(Dataset entries)
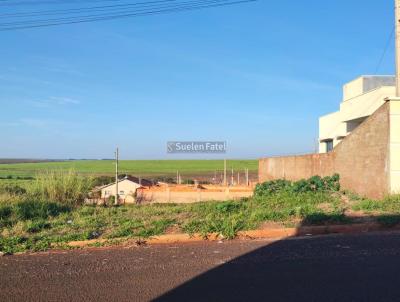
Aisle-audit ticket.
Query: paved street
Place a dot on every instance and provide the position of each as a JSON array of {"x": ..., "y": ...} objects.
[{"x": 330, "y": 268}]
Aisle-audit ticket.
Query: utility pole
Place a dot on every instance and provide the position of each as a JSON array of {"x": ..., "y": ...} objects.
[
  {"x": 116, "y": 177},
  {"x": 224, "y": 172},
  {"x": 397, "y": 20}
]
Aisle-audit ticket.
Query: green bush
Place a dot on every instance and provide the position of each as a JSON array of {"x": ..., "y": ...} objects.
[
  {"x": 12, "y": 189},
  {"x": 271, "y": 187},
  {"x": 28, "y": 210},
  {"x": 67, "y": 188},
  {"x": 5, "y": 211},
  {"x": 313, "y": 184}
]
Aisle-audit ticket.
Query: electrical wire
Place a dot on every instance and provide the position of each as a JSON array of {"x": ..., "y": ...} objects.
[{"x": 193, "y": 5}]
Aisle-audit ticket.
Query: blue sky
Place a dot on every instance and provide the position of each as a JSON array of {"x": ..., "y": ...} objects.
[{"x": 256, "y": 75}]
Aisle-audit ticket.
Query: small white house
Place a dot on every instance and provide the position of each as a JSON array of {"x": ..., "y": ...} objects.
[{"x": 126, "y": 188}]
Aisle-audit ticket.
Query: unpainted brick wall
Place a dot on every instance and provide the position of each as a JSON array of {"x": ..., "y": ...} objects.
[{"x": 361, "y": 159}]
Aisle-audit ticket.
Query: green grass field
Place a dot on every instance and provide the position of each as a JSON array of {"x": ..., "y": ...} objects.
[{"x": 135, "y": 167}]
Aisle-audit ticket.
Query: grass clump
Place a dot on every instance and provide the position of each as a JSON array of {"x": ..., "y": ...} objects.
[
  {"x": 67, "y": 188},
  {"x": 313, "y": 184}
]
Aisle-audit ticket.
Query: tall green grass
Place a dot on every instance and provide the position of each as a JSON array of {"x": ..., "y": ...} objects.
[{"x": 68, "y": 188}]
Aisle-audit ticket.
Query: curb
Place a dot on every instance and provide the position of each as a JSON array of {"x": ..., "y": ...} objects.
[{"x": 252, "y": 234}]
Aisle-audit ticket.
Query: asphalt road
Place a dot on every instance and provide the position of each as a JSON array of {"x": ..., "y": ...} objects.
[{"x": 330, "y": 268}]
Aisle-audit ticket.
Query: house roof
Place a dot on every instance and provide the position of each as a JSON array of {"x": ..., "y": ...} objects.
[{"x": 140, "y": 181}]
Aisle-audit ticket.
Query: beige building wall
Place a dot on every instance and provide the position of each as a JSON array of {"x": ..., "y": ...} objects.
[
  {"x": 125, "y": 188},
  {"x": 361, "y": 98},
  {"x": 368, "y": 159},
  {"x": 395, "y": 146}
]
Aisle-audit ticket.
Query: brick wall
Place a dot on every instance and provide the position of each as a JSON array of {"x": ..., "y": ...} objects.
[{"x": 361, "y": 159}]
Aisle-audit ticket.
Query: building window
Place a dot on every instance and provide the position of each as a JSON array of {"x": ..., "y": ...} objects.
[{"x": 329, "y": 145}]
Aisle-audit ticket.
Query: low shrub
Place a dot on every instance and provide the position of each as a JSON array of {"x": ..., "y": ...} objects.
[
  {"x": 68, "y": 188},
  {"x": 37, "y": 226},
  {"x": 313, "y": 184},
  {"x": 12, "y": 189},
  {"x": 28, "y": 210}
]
* * *
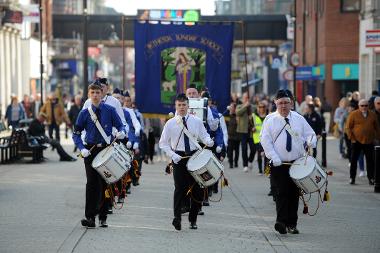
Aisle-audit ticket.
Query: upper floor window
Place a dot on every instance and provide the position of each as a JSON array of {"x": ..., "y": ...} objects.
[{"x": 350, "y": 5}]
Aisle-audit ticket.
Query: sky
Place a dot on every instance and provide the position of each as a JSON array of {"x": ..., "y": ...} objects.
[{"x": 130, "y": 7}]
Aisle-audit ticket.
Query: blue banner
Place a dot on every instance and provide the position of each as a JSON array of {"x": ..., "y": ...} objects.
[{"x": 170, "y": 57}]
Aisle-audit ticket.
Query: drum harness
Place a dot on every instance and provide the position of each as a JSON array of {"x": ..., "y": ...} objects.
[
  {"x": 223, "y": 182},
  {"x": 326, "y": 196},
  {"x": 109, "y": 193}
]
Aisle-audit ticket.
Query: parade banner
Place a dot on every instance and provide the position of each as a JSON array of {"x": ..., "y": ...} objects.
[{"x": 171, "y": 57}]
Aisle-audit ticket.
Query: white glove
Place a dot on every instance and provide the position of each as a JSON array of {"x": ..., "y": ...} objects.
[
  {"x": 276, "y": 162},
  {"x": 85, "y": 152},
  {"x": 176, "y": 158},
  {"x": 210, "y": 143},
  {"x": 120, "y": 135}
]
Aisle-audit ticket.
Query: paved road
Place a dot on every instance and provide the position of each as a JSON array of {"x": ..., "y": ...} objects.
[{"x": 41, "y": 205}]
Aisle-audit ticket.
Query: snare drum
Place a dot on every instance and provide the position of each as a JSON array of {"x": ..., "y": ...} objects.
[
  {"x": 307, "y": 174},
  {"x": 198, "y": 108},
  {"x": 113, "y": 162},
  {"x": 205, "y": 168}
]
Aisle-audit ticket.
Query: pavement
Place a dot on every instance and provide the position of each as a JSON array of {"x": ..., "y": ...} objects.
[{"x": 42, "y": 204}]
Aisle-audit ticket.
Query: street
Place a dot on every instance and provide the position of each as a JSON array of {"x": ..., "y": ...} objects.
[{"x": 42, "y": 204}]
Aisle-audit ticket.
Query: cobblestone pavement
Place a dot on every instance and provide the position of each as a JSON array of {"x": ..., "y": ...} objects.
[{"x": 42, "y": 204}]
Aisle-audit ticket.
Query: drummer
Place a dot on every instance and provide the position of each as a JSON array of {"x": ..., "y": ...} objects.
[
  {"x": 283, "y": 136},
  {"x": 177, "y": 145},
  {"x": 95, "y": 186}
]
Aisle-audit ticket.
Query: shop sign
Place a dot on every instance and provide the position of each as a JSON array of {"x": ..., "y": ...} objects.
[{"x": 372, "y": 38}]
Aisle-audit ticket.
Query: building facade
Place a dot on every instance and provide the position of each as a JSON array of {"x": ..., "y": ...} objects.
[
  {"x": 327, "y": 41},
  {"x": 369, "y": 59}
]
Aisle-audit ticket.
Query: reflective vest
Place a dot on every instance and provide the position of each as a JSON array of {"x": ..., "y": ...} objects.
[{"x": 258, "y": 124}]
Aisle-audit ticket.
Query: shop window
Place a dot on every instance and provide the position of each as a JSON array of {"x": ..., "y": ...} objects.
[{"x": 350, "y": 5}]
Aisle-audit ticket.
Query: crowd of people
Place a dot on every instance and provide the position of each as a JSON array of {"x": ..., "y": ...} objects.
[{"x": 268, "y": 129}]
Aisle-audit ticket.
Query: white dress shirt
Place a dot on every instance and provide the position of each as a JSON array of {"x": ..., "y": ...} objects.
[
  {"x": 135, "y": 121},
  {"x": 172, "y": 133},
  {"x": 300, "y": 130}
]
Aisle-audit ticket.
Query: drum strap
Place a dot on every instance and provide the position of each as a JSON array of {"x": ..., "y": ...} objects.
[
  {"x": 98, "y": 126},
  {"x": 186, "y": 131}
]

Exercise objective:
Reproduce exactly the section above that begins at the line containing "Query: pavement" and ends at the line containing "Query: building facade", leaving out all other lines.

Task solution:
Query: pavement
Place a dot on every instance and provide the position of each as a JSON array of {"x": ..., "y": ...} objects.
[{"x": 42, "y": 204}]
Aisle-audit ticket.
Query: street
Place a dot on every instance and provide the position of each as a JSON array of {"x": ..., "y": ...} objects.
[{"x": 42, "y": 204}]
Aisle-audit ticket.
Query: cobblestone pavement
Place a dot on every instance and provide the position of each as a JSON array of {"x": ..., "y": ...} objects.
[{"x": 42, "y": 204}]
Aisle-audit ticket.
Query: drummer
Place a dot on every instance and provide the position of each as a JSON array of {"x": ..., "y": ...} objects.
[
  {"x": 283, "y": 136},
  {"x": 177, "y": 145},
  {"x": 95, "y": 186}
]
Aisle-audit ticket.
Query: shop sign
Place a dot on every instance and provide the position of each as a JSON array of {"x": ..., "y": ...} objects.
[{"x": 372, "y": 38}]
Aisle-audit ticket.
Query: building facade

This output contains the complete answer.